What this task involves => Count the lines in the data below that contain the string "drawer", treating case as significant, and give only the number.

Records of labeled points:
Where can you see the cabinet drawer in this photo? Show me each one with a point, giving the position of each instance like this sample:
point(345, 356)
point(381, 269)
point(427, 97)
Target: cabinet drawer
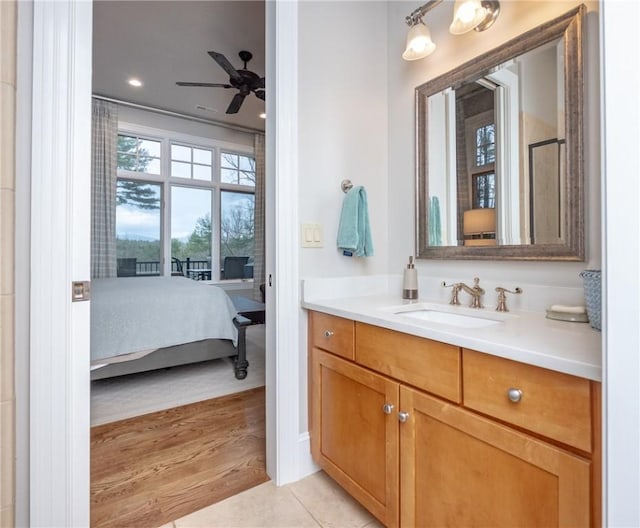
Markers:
point(331, 333)
point(549, 403)
point(427, 365)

Completed exercise => 2